• **WORK TO COMPLETE**
Give the records below again exactly, and exclude each picture.

• **DATA EXTRACT**
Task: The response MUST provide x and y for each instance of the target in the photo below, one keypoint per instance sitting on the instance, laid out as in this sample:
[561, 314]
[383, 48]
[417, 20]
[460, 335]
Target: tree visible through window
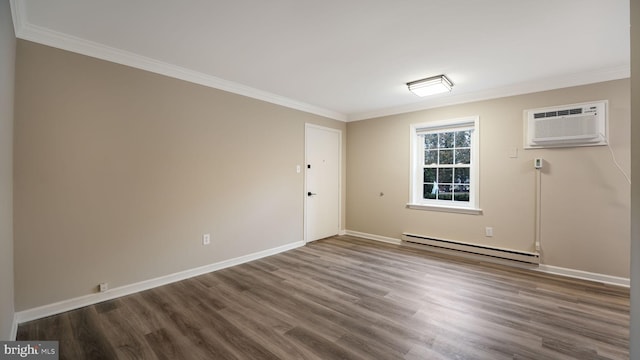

• **RESULT FOR THIS EXERCISE**
Task: The response MUST provide x and y for each instance of the target in the photo below, one keypoint per instance sitting on the instance, laid out as in this sample:
[561, 314]
[383, 48]
[417, 20]
[460, 335]
Target: tree visible through window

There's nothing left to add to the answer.